=== DATA LINES ===

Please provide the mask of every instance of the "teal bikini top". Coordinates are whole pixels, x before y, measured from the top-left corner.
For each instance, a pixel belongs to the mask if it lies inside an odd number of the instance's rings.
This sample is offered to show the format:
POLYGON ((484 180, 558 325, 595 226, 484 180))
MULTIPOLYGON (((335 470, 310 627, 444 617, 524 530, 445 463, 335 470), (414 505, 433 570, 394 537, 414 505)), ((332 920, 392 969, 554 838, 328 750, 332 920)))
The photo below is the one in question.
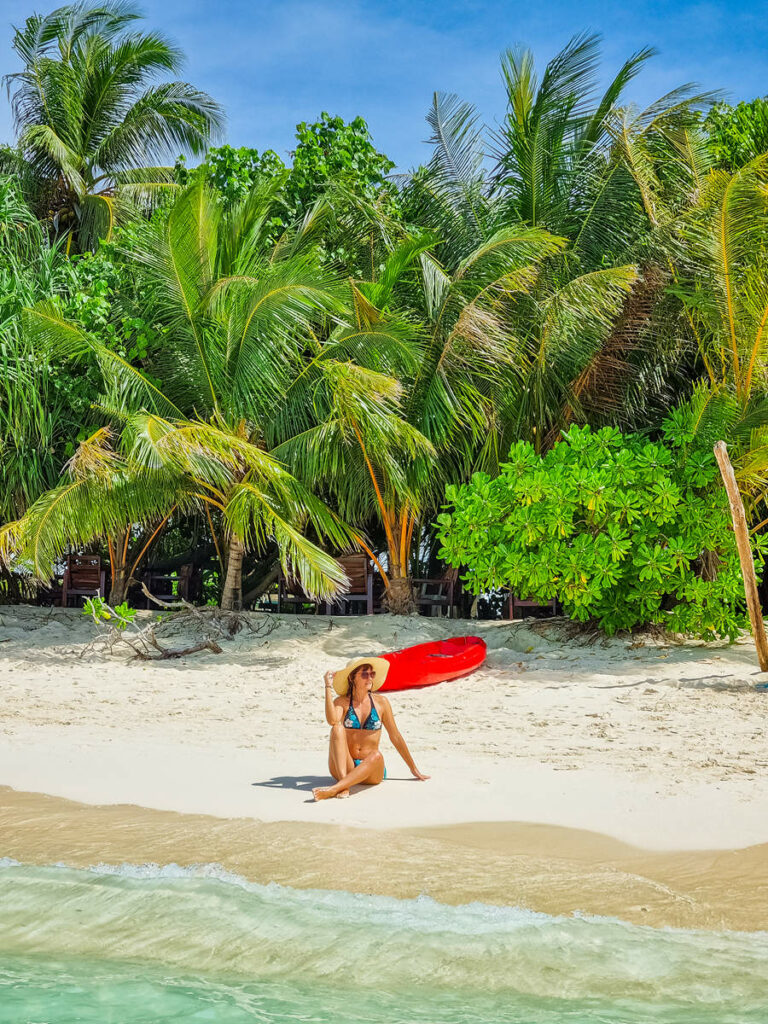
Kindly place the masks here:
POLYGON ((349 694, 349 709, 347 711, 346 717, 344 719, 345 729, 371 729, 376 730, 381 728, 381 719, 379 718, 379 713, 376 710, 376 705, 374 703, 374 698, 371 693, 371 711, 368 713, 368 718, 365 723, 360 725, 360 720, 357 718, 357 712, 352 707, 352 694, 349 694))

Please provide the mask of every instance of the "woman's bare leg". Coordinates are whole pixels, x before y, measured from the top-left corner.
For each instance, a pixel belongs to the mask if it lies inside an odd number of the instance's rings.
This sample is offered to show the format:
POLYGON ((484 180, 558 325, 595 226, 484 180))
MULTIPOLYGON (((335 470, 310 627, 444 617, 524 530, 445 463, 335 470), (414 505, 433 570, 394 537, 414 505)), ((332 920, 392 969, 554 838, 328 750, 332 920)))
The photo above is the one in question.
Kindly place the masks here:
MULTIPOLYGON (((351 759, 350 759, 351 760, 351 759)), ((378 785, 384 778, 384 758, 381 751, 374 751, 346 775, 342 776, 336 785, 312 790, 315 800, 329 800, 342 793, 348 793, 350 787, 366 782, 368 785, 378 785)))
POLYGON ((354 768, 352 755, 347 746, 347 737, 341 722, 331 726, 331 742, 328 748, 328 770, 335 779, 343 778, 354 768))

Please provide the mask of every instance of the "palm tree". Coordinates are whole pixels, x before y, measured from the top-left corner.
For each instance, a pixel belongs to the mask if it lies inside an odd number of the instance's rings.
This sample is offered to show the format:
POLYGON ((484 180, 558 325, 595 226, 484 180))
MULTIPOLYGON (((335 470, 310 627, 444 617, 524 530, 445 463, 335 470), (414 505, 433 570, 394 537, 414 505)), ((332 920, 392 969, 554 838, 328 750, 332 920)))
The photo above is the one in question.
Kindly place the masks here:
POLYGON ((412 602, 416 526, 445 483, 466 474, 488 429, 492 382, 512 356, 504 303, 524 294, 562 241, 525 225, 501 228, 450 267, 433 246, 431 237, 406 238, 375 281, 350 285, 352 322, 305 373, 315 422, 295 424, 274 450, 296 473, 323 481, 346 519, 379 520, 380 568, 396 612, 412 602))
MULTIPOLYGON (((306 530, 336 545, 352 537, 268 451, 283 396, 306 350, 317 344, 313 327, 338 307, 333 280, 319 268, 312 244, 314 215, 270 241, 278 187, 256 189, 222 212, 213 193, 193 185, 167 218, 139 230, 131 251, 144 274, 146 308, 167 332, 145 369, 50 304, 28 313, 38 341, 96 359, 102 409, 122 427, 130 465, 193 486, 219 552, 224 608, 241 604, 247 548, 273 539, 286 571, 307 593, 325 597, 344 574, 306 530)), ((165 513, 171 500, 177 500, 173 488, 165 513)))
MULTIPOLYGON (((162 166, 180 148, 199 155, 220 131, 220 106, 181 81, 181 52, 158 33, 132 31, 123 0, 76 3, 33 14, 13 49, 17 146, 56 233, 81 246, 110 236, 121 203, 146 200, 172 181, 162 166)), ((7 162, 7 161, 6 161, 7 162)))
POLYGON ((111 430, 101 427, 80 442, 56 485, 5 525, 0 558, 44 581, 62 552, 102 541, 110 599, 119 604, 169 518, 193 508, 196 496, 184 477, 137 465, 111 440, 111 430))
POLYGON ((0 177, 0 523, 23 515, 58 475, 72 426, 46 353, 19 331, 22 309, 66 285, 16 183, 0 177))

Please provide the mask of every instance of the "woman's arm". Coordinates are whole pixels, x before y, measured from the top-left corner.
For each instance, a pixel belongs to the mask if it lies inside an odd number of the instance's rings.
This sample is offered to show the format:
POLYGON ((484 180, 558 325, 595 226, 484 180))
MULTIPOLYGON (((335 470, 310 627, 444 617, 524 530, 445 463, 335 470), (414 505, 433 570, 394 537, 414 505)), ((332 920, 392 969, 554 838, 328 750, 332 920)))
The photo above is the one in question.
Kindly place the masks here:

===

EXERCISE AIM.
Reproduce the records above word for word, from start to finish, but omit the pictures.

ANSWER IN FULL.
Please provide the mask of every instance of the "teal bikini top". Coordinates are whole pixels, x before y, measured from the top-left corner.
For each instance, a pixel belongs to the mask if it lies inside an odd number of the instance's rings.
This sample is offered to show the format:
POLYGON ((484 180, 558 325, 595 226, 484 180))
MULTIPOLYGON (((335 470, 310 627, 444 617, 524 530, 445 463, 335 470), (414 505, 433 570, 394 537, 414 505)), ((332 920, 392 969, 554 838, 328 750, 332 920)))
The photo below is the one in question.
Kindly place the masks here:
POLYGON ((349 694, 349 709, 347 711, 346 717, 344 719, 345 729, 371 729, 376 730, 381 728, 381 719, 379 718, 379 713, 376 710, 376 705, 374 703, 374 698, 371 693, 371 711, 368 713, 368 718, 365 723, 360 725, 360 720, 357 718, 357 712, 352 707, 352 694, 349 694))

Please provide the mask of every instance of the "woman's bare leg". Coordinates are whole pixels, x before y, measured from the top-left corner.
For each instance, a pixel belongs to the mask if it lies inside an odd number of the instance's rings.
This sample is offered to show the format:
POLYGON ((484 180, 558 325, 595 226, 484 180))
MULTIPOLYGON (((335 470, 310 627, 444 617, 524 530, 445 463, 335 470), (414 505, 433 570, 394 537, 414 505)), ((332 920, 392 969, 554 838, 328 750, 332 920)))
The photo above is the one in question.
Kindly place the masks here:
MULTIPOLYGON (((351 759, 350 759, 351 760, 351 759)), ((378 785, 384 778, 384 758, 381 751, 374 751, 346 775, 342 776, 336 785, 312 790, 315 800, 329 800, 342 793, 348 793, 350 787, 366 782, 368 785, 378 785)))
POLYGON ((354 768, 352 755, 347 746, 347 737, 341 722, 331 726, 331 742, 328 748, 328 770, 335 779, 343 778, 354 768))

Please provide the mask of every instance of the "palm tree". Coordinates are whole pixels, x before y, measured from the top-left corner.
For each instance, a pixel belongs to the mask if it lies inside an odd number of the instance's rings.
This sample is offered to show the format:
POLYGON ((484 180, 558 325, 595 226, 484 180))
MULTIPOLYGON (((335 470, 310 627, 444 617, 524 530, 445 463, 335 470), (414 505, 433 570, 394 537, 414 505)), ((332 920, 392 969, 554 838, 328 750, 332 920)))
The photo above is the one in question.
Kindly place the masks here:
POLYGON ((412 602, 416 526, 445 483, 466 474, 488 429, 492 382, 512 356, 504 303, 524 294, 562 241, 525 225, 501 228, 450 267, 433 246, 431 237, 406 238, 375 281, 350 285, 352 322, 305 373, 315 422, 295 424, 274 450, 296 473, 323 481, 346 519, 379 520, 380 568, 396 612, 412 602))
MULTIPOLYGON (((306 530, 336 545, 352 537, 268 451, 283 396, 306 350, 317 344, 313 327, 338 307, 333 280, 319 268, 312 244, 314 215, 270 241, 278 187, 256 189, 222 212, 213 193, 193 185, 167 218, 139 230, 131 251, 144 274, 146 308, 167 332, 145 369, 50 304, 28 313, 38 341, 96 359, 102 409, 122 427, 130 465, 193 486, 219 552, 224 608, 241 604, 247 548, 273 539, 286 571, 307 593, 325 597, 344 574, 306 530)), ((165 513, 171 500, 177 500, 173 488, 165 513)))
MULTIPOLYGON (((162 166, 180 148, 199 155, 220 131, 220 106, 181 81, 181 52, 158 33, 132 31, 123 0, 76 3, 33 14, 13 49, 17 146, 56 233, 81 246, 110 236, 121 203, 146 200, 172 181, 162 166)), ((7 162, 7 161, 6 161, 7 162)))
POLYGON ((111 430, 101 427, 80 442, 56 485, 5 525, 0 558, 44 581, 62 552, 102 541, 110 599, 119 604, 169 518, 193 508, 196 496, 184 477, 137 465, 111 440, 111 430))
POLYGON ((0 177, 0 523, 23 515, 58 475, 72 426, 46 353, 19 331, 22 309, 66 285, 16 183, 0 177))

Please provide the mask of every instance of the "woman's arm". Coordinates are whole pixels, x before y, measured from the top-left corner.
For each instance, a pixel belongs to the mask if it lies inside an odd number of the instance's rings.
This sample is offered to show the format:
POLYGON ((484 180, 558 325, 595 226, 484 180))
MULTIPOLYGON (((335 470, 310 627, 444 617, 524 530, 445 463, 335 470), (414 505, 433 570, 394 537, 414 505)), ((332 920, 392 969, 554 838, 328 750, 332 920)))
The photo above is the one in question.
Kindly place the masks here:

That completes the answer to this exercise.